LISTED ENTRIES:
* * * * * * *

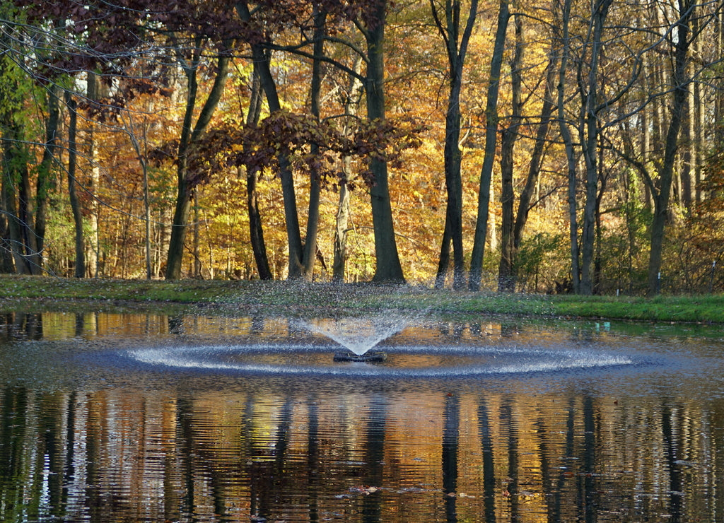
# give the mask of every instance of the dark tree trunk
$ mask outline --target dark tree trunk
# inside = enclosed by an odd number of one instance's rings
[[[447,0],[445,3],[445,23],[440,20],[434,0],[430,7],[438,31],[445,43],[447,51],[448,75],[450,76],[447,95],[447,111],[445,115],[445,173],[447,189],[447,205],[445,213],[445,228],[440,247],[440,259],[435,279],[436,286],[445,284],[445,274],[450,263],[450,246],[452,242],[452,288],[465,286],[465,255],[463,252],[463,189],[460,174],[461,153],[460,150],[460,98],[463,87],[463,70],[468,43],[472,34],[477,16],[478,2],[471,2],[468,20],[462,35],[460,33],[460,1]]]
[[[53,163],[58,148],[58,129],[60,125],[60,88],[53,86],[48,90],[48,119],[46,121],[46,144],[43,159],[38,169],[35,185],[35,242],[38,249],[38,268],[43,267],[46,226],[50,195],[55,189],[52,176]]]
[[[497,142],[497,99],[500,89],[500,70],[502,67],[505,34],[508,32],[508,22],[510,18],[510,0],[500,0],[497,28],[495,31],[495,43],[490,59],[490,77],[485,106],[485,151],[483,166],[480,171],[478,218],[475,224],[475,238],[471,255],[470,276],[468,281],[468,287],[471,291],[480,290],[480,281],[483,275],[483,256],[485,252],[485,239],[488,231],[488,208],[490,203],[490,179],[492,177]]]
[[[510,64],[513,113],[510,124],[502,132],[500,140],[500,178],[502,184],[500,203],[502,220],[500,226],[500,263],[498,265],[498,291],[513,292],[515,290],[515,276],[513,269],[515,245],[513,237],[513,204],[515,195],[513,189],[513,152],[518,141],[518,129],[523,119],[521,114],[521,88],[524,43],[523,40],[523,18],[516,14],[515,49]]]
[[[675,25],[676,38],[674,49],[674,69],[671,82],[673,88],[673,104],[671,119],[664,143],[664,160],[659,174],[659,190],[654,194],[654,218],[651,225],[651,252],[649,258],[649,294],[659,292],[664,229],[669,209],[671,182],[674,163],[678,146],[679,131],[686,110],[688,88],[690,80],[686,77],[686,61],[691,41],[689,38],[689,24],[693,17],[694,7],[690,0],[679,0],[681,18]]]
[[[565,0],[561,12],[561,37],[563,49],[560,60],[560,71],[558,75],[558,124],[560,136],[565,148],[565,158],[568,178],[568,231],[571,245],[571,279],[573,292],[578,293],[581,287],[578,225],[576,216],[576,197],[577,176],[576,173],[576,154],[573,151],[573,140],[568,128],[565,115],[565,76],[571,54],[571,43],[568,39],[568,23],[571,20],[571,0]]]
[[[66,93],[65,103],[70,114],[68,124],[68,195],[70,198],[70,208],[73,213],[73,223],[75,226],[75,271],[76,278],[85,276],[85,245],[83,242],[83,215],[80,208],[80,201],[76,190],[76,158],[77,150],[75,140],[77,130],[77,113],[76,103],[70,93]]]
[[[166,279],[167,280],[175,280],[181,277],[184,242],[186,238],[186,229],[188,227],[191,200],[193,199],[193,193],[195,190],[196,182],[190,179],[188,177],[186,156],[190,145],[201,137],[209,126],[211,116],[224,92],[229,70],[229,56],[220,55],[216,59],[216,72],[214,79],[214,85],[211,86],[206,102],[201,107],[198,117],[196,119],[196,124],[192,130],[192,121],[196,108],[196,95],[198,89],[197,74],[200,58],[198,54],[200,53],[200,48],[201,42],[198,42],[196,50],[194,51],[195,54],[190,63],[182,66],[188,82],[188,93],[186,96],[183,128],[181,130],[181,137],[179,140],[177,150],[176,207],[174,210],[171,238],[169,241],[169,255],[167,259]]]
[[[312,61],[312,81],[310,88],[311,112],[318,121],[319,119],[319,97],[321,92],[321,59],[324,52],[324,25],[327,14],[314,14],[314,42]],[[311,146],[311,153],[316,156],[319,152],[317,144]],[[311,281],[314,276],[314,261],[317,252],[317,232],[319,226],[319,196],[321,190],[321,180],[316,172],[312,172],[309,187],[309,211],[307,213],[307,231],[304,239],[304,254],[303,255],[302,277]]]
[[[586,162],[586,200],[584,204],[584,224],[581,232],[581,283],[578,292],[593,293],[592,265],[595,242],[596,199],[598,196],[597,149],[599,138],[598,64],[603,47],[603,25],[613,0],[598,0],[591,14],[592,38],[591,62],[587,82],[581,86],[583,118],[579,130]]]
[[[369,6],[372,22],[366,28],[367,75],[365,91],[367,94],[367,117],[370,121],[384,120],[384,18],[386,0],[374,0]],[[405,283],[397,242],[392,209],[390,201],[387,163],[380,158],[370,161],[374,178],[370,188],[372,225],[374,229],[374,252],[376,258],[374,281]]]
[[[257,124],[261,113],[261,84],[255,69],[251,75],[251,96],[249,99],[249,112],[246,115],[246,124]],[[248,149],[248,144],[244,144],[245,149]],[[258,192],[256,189],[258,174],[256,169],[248,167],[246,169],[246,208],[249,216],[249,239],[259,279],[271,280],[274,279],[274,275],[269,268],[269,257],[266,255],[266,243],[264,242],[261,213],[259,211]]]
[[[358,56],[355,61],[354,72],[359,73],[361,68],[362,58]],[[356,116],[363,88],[359,78],[350,75],[349,92],[345,101],[345,116],[348,118]],[[345,134],[346,132],[345,126]],[[352,178],[352,158],[350,156],[342,158],[342,179],[340,181],[340,200],[335,217],[334,258],[332,264],[332,280],[337,282],[344,282],[347,263],[347,229],[350,216],[350,190],[347,184]]]

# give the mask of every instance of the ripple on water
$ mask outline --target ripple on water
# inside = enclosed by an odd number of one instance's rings
[[[437,378],[551,373],[630,365],[628,356],[578,349],[521,347],[385,347],[380,362],[333,361],[327,346],[235,345],[148,347],[128,351],[154,367],[240,374],[330,375],[347,377]]]

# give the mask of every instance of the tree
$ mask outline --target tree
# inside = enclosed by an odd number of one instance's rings
[[[500,89],[500,71],[502,67],[508,22],[510,19],[510,0],[500,0],[497,26],[495,30],[495,43],[490,57],[490,75],[485,106],[485,156],[480,170],[478,217],[475,224],[474,243],[471,254],[470,276],[468,281],[468,286],[471,291],[480,290],[480,279],[482,276],[483,255],[485,252],[485,239],[487,236],[488,207],[490,202],[490,179],[492,177],[497,143],[497,99]]]
[[[384,122],[384,25],[387,0],[372,0],[365,16],[363,29],[367,43],[367,118],[371,122]],[[372,221],[374,226],[374,253],[377,261],[374,281],[404,283],[402,265],[395,238],[392,209],[390,203],[387,162],[373,157],[370,160],[373,184],[370,188]]]
[[[437,30],[445,44],[447,54],[449,87],[445,114],[445,141],[444,148],[445,187],[447,202],[445,213],[445,228],[440,247],[439,263],[435,286],[442,287],[450,260],[450,246],[452,244],[452,287],[465,286],[465,256],[463,252],[463,189],[460,179],[460,91],[463,88],[463,71],[468,44],[473,33],[478,14],[477,0],[472,0],[468,10],[468,18],[463,27],[460,19],[462,2],[446,0],[443,23],[434,0],[430,0],[432,17]],[[462,34],[460,30],[462,30]]]

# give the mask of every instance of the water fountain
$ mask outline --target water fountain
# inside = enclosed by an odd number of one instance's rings
[[[374,347],[419,318],[419,315],[411,317],[397,311],[388,311],[364,318],[305,320],[301,322],[301,325],[344,347],[345,350],[334,352],[335,362],[380,362],[387,359],[387,354],[384,351],[374,350]]]
[[[444,323],[393,310],[368,316],[298,318],[287,320],[297,334],[282,340],[141,347],[127,355],[143,364],[186,370],[364,379],[449,380],[634,362],[627,354],[576,344],[519,339],[513,343],[504,333],[489,336],[470,327],[445,333]]]
[[[338,310],[43,313],[0,340],[0,520],[696,521],[719,506],[720,327]]]

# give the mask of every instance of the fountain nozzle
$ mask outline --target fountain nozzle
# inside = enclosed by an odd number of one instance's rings
[[[363,354],[355,354],[350,351],[335,352],[335,362],[363,362],[365,363],[379,363],[387,359],[387,353],[382,351],[365,352]]]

* * * * * * *

WRITTEN EXERCISE: Give the listing's lines as a numbered list, starting at the line containing "# give the mask of every instance of the water" and ending at the end of the listing, with blank lines left out.

WRITTEN RESPONSE:
1. # give the mask of every instance of the water fountain
2. $ mask outline --target water fountain
3. # inside = enclosed by an odd number of one instance's rings
4. [[[374,347],[419,318],[419,315],[411,317],[397,311],[388,311],[364,318],[305,320],[301,322],[301,325],[344,347],[345,350],[334,352],[335,362],[380,362],[387,359],[387,354],[384,351],[374,350]]]
5. [[[444,323],[393,310],[368,316],[298,318],[287,320],[297,334],[282,340],[141,347],[127,355],[143,364],[186,370],[364,379],[449,380],[634,362],[627,354],[576,344],[519,339],[513,343],[504,333],[489,336],[470,327],[445,333]]]
6. [[[338,310],[43,313],[0,340],[0,520],[696,521],[719,506],[720,327]]]
7. # give the mask of every instance of the fountain nozzle
8. $ mask outline --target fountain nozzle
9. # inside = enclosed by an odd number of one instance's rings
10. [[[363,354],[355,354],[350,351],[335,352],[335,362],[363,362],[365,363],[379,363],[387,359],[387,353],[382,351],[365,352]]]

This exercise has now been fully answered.